Goal of the exercise:
Write out again the part of the records that opens with the line containing "Study the image above and locate pigtail, returning" and closes with the line containing "[103,6,355,210]", both of those lines included. Keep every request line, and increase each coordinate in the answers by 91.

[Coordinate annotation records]
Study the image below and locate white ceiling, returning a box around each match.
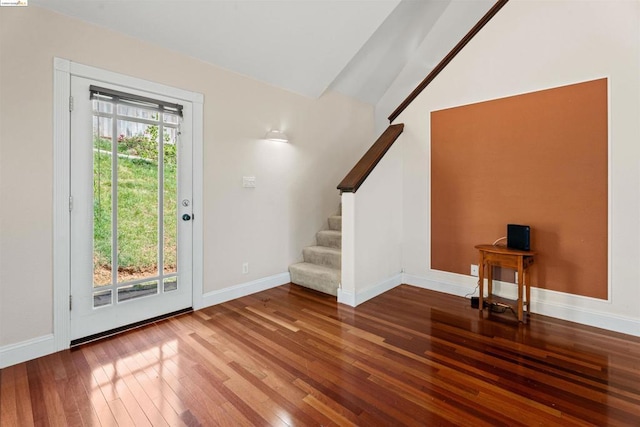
[31,0,493,104]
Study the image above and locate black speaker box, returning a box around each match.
[507,224,531,251]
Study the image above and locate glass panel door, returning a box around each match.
[71,78,191,339]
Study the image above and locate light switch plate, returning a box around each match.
[242,176,256,188]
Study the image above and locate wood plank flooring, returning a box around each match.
[0,285,640,427]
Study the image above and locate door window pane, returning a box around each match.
[117,120,159,284]
[163,125,178,274]
[93,116,113,287]
[118,280,158,302]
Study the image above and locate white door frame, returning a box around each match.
[53,58,204,351]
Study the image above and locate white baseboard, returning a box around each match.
[402,274,640,336]
[199,272,291,310]
[338,274,402,307]
[0,334,56,369]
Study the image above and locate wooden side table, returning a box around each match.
[475,245,536,322]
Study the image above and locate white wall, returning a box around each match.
[395,0,640,335]
[338,141,403,306]
[0,6,374,353]
[375,0,495,134]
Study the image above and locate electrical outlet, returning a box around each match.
[471,264,478,277]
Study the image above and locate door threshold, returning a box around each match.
[70,307,193,348]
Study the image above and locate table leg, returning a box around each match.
[478,251,484,313]
[518,257,524,322]
[522,268,531,316]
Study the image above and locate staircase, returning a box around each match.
[289,209,342,295]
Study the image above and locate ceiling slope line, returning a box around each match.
[388,0,509,123]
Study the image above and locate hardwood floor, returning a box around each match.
[0,285,640,427]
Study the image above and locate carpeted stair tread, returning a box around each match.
[289,262,341,296]
[316,230,342,249]
[302,246,342,269]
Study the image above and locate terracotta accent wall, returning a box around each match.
[431,79,608,299]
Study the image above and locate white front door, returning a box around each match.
[70,76,193,340]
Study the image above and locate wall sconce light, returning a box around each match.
[264,129,289,142]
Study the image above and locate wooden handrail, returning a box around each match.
[338,123,404,193]
[389,0,509,123]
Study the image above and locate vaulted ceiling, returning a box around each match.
[30,0,494,104]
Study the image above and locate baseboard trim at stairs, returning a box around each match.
[0,334,56,369]
[338,273,402,307]
[199,272,291,310]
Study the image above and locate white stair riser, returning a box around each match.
[316,230,342,249]
[302,246,342,269]
[329,216,342,231]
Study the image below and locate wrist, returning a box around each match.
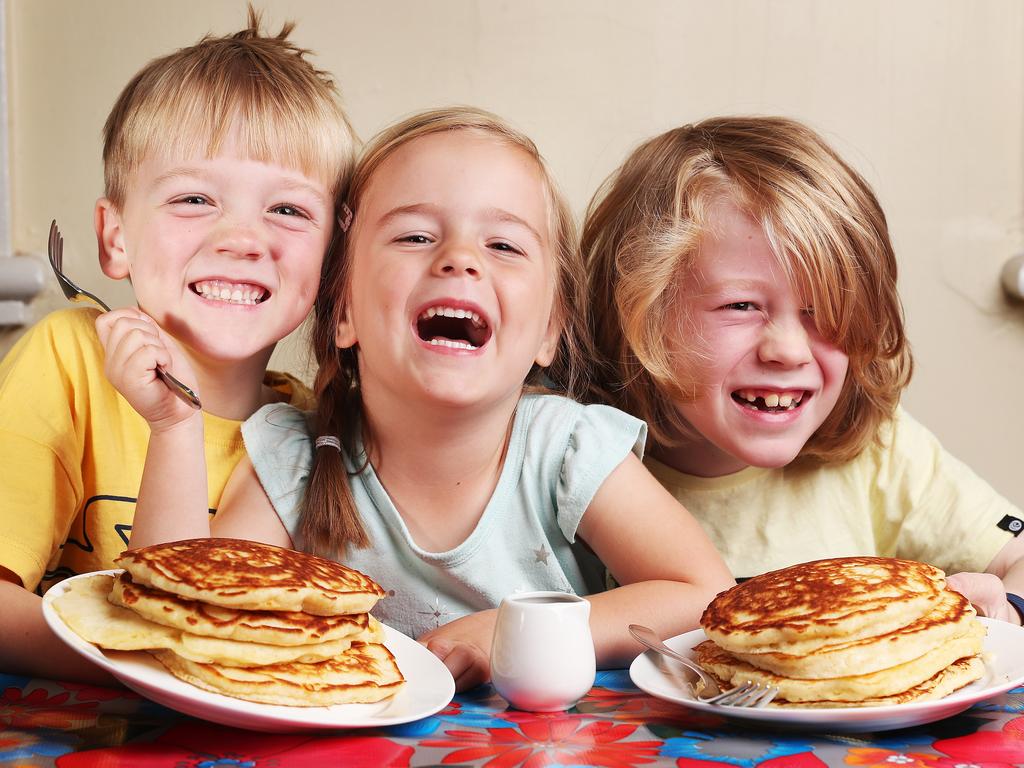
[1007,592,1024,625]
[150,411,203,438]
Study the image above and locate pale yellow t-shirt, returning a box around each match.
[644,409,1024,579]
[0,309,311,593]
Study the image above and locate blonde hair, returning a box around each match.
[103,6,355,209]
[296,106,588,555]
[582,117,912,461]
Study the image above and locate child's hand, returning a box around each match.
[419,610,498,691]
[96,309,198,431]
[946,573,1020,624]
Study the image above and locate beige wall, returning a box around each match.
[8,0,1024,512]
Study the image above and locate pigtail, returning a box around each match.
[295,228,370,557]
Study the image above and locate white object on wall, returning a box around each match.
[1002,253,1024,301]
[0,0,46,326]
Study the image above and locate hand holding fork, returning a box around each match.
[46,219,203,409]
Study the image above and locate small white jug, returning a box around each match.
[490,592,596,712]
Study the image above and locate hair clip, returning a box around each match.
[338,203,352,232]
[315,434,341,453]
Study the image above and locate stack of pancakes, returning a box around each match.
[53,539,404,707]
[695,557,985,707]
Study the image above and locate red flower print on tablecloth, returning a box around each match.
[846,746,941,768]
[55,721,414,768]
[932,717,1024,768]
[423,713,660,768]
[60,682,132,701]
[0,688,98,730]
[575,687,724,728]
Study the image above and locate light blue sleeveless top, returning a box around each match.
[242,394,647,637]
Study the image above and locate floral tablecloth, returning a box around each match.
[0,671,1024,768]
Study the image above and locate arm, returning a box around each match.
[420,454,735,690]
[947,536,1024,624]
[96,309,210,549]
[0,566,120,686]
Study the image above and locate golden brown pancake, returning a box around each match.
[53,573,376,667]
[109,571,371,645]
[772,656,985,709]
[733,590,977,679]
[153,643,404,707]
[115,539,384,615]
[695,624,985,706]
[700,557,945,655]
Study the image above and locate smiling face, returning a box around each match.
[336,129,558,415]
[673,198,849,476]
[96,129,334,366]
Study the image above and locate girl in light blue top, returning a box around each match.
[116,109,732,688]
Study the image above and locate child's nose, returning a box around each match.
[216,225,266,259]
[433,242,480,278]
[758,318,814,368]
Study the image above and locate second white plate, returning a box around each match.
[630,618,1024,732]
[43,570,455,732]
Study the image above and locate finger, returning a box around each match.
[442,643,490,691]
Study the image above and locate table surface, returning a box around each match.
[0,671,1024,768]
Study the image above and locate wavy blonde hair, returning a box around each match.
[582,117,912,462]
[296,106,587,556]
[103,6,355,210]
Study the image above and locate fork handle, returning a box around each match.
[157,366,203,410]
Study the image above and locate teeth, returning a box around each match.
[420,306,485,325]
[430,339,477,349]
[194,280,265,305]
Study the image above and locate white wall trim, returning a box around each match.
[0,0,46,326]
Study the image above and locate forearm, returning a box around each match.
[130,412,210,549]
[587,581,715,669]
[0,581,119,686]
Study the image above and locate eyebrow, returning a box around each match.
[377,203,545,245]
[153,166,334,208]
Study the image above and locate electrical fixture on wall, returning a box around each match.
[1002,253,1024,301]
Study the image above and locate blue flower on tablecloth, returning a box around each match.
[594,670,637,691]
[658,731,814,768]
[0,737,75,763]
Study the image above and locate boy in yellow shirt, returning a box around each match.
[0,11,354,680]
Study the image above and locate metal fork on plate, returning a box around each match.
[46,219,203,409]
[630,624,778,709]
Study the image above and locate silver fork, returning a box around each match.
[46,219,203,409]
[630,624,778,709]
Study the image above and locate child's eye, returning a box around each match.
[395,234,433,246]
[270,203,309,219]
[487,240,523,256]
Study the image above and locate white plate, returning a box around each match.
[43,570,455,732]
[630,618,1024,732]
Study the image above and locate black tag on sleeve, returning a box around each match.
[995,515,1024,536]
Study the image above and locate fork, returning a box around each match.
[46,219,203,409]
[630,624,778,709]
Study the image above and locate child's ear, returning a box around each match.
[534,312,562,368]
[334,306,358,349]
[92,198,129,280]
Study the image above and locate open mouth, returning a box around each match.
[188,280,270,306]
[416,305,490,349]
[732,389,811,414]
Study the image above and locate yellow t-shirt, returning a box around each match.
[644,409,1024,579]
[0,309,312,594]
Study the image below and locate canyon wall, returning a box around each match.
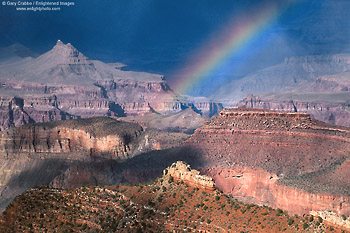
[0,117,187,210]
[235,93,350,127]
[186,108,350,215]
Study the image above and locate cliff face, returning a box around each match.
[212,54,350,104]
[0,41,222,130]
[237,92,350,127]
[163,161,215,190]
[0,117,189,210]
[186,108,350,214]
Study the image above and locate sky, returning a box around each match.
[0,0,350,95]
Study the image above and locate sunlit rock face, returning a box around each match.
[186,108,350,214]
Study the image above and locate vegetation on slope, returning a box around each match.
[0,176,340,232]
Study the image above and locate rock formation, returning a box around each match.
[0,41,222,130]
[186,108,350,215]
[211,54,350,105]
[0,117,188,210]
[235,92,350,127]
[163,161,215,190]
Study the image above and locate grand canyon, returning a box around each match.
[0,0,350,233]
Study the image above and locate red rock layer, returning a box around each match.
[186,108,350,214]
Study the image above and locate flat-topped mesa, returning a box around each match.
[163,161,215,190]
[219,107,311,119]
[51,40,87,63]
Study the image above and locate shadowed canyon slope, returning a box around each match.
[0,162,342,233]
[185,108,350,217]
[0,117,188,212]
[0,41,222,130]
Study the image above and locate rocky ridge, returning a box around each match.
[235,92,350,127]
[0,117,187,210]
[0,162,341,233]
[0,41,222,130]
[211,54,350,105]
[163,161,215,190]
[186,108,350,215]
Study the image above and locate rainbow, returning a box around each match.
[172,0,298,94]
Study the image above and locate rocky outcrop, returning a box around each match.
[211,54,350,105]
[186,108,350,214]
[310,211,350,231]
[236,92,350,127]
[0,95,76,131]
[0,117,188,211]
[0,41,222,130]
[163,161,215,190]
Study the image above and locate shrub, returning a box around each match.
[276,208,283,216]
[303,222,309,230]
[309,215,314,222]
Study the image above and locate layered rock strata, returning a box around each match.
[0,117,187,210]
[0,41,222,130]
[186,108,350,215]
[163,161,215,190]
[236,92,350,127]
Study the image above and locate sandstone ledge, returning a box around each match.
[163,161,215,190]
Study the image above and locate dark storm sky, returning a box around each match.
[0,0,350,93]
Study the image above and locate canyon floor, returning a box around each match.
[0,163,342,233]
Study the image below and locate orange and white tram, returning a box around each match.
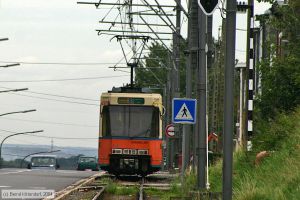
[98,87,163,176]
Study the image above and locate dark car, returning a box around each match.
[77,156,99,171]
[27,155,59,170]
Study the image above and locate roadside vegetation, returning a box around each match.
[211,108,300,200]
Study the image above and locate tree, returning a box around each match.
[135,43,185,95]
[258,1,300,118]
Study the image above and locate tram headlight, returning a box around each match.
[138,149,149,155]
[112,149,122,154]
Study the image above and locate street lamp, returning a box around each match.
[0,109,36,117]
[0,130,44,169]
[0,88,28,93]
[0,63,20,68]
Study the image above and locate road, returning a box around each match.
[0,169,99,195]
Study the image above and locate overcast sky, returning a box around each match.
[0,0,268,152]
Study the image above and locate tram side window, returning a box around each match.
[102,106,111,136]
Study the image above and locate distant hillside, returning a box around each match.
[2,144,97,160]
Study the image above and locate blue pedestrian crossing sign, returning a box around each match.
[172,98,197,124]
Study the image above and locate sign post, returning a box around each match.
[198,0,220,15]
[172,98,197,179]
[172,98,197,124]
[165,124,175,137]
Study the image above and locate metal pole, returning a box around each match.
[197,7,207,189]
[222,0,236,200]
[189,0,199,170]
[182,1,192,173]
[172,0,181,170]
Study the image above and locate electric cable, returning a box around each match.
[0,75,128,83]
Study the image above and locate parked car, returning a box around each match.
[77,156,99,171]
[27,155,59,170]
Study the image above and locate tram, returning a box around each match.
[98,87,163,176]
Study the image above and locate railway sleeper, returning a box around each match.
[109,155,154,176]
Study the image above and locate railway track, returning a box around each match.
[51,171,170,200]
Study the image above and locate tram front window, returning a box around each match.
[102,106,159,137]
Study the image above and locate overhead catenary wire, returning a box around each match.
[0,60,125,66]
[0,86,99,102]
[9,93,100,106]
[0,129,98,140]
[1,117,98,128]
[0,75,128,83]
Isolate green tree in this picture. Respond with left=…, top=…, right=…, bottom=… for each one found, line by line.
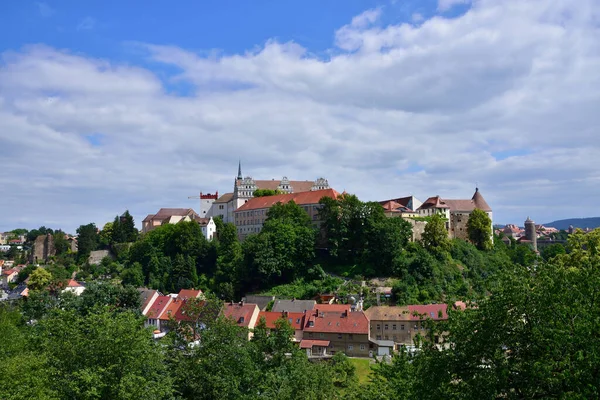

Written reply:
Study the image above and locate pigtail, returning a box around each match.
[386,319,461,648]
Study the image above and locate white object on wall, returning a box around each match.
[1093,344,1115,392]
[91,91,137,417]
Study the image above and locate hand holding fork, returning a box around each match.
[137,310,294,500]
Study the image above and locate small white jug, returning a box around each match.
[581,683,687,803]
Study the image above and locate hair clip, returning a box around each match.
[429,294,443,323]
[406,525,432,544]
Study the image above and locate stack of pancakes, returning a box around each match.
[144,630,495,798]
[786,648,1076,798]
Study the image above and locate red flower print on tablecloth, returning a box around each match.
[937,837,1032,859]
[146,812,505,859]
[1023,808,1115,859]
[514,804,751,859]
[151,773,223,792]
[91,779,189,821]
[666,778,815,819]
Study the image above and locate light blue sleeveless top, returning a box around each match.
[333,485,738,728]
Study the image above and locate floral tablecloth, returning a box around each match.
[91,762,1115,859]
Study the image above and locate arm, returning a box around each match.
[511,545,826,781]
[1038,627,1115,715]
[187,400,301,640]
[91,657,211,777]
Study the image above and locate golden brown pancake, returning a box around each match.
[144,664,467,758]
[200,662,462,736]
[863,747,1076,800]
[824,681,1068,770]
[244,734,495,798]
[206,630,475,706]
[786,715,1076,797]
[791,648,1036,746]
Study the image above and locate smiling face, returning a box around each match.
[427,220,649,506]
[764,289,940,567]
[187,220,425,457]
Study the image above and locate girl in light blue top, returning a box around each match.
[207,200,823,779]
Study the image above and locate child's nose, returning a box around each match.
[307,316,357,350]
[524,333,571,369]
[849,409,905,459]
Study the image above and locate second white plate, returning a box around each match.
[721,709,1115,823]
[134,661,546,823]
Study the image above and locate finger, returning a box around each match.
[533,734,581,782]
Study the image above and locate table surface, returning a box around each match.
[91,762,1115,859]
Study the image above and locate wavy blonde hair, returning a box around each match.
[673,208,1003,553]
[387,197,678,647]
[194,97,446,301]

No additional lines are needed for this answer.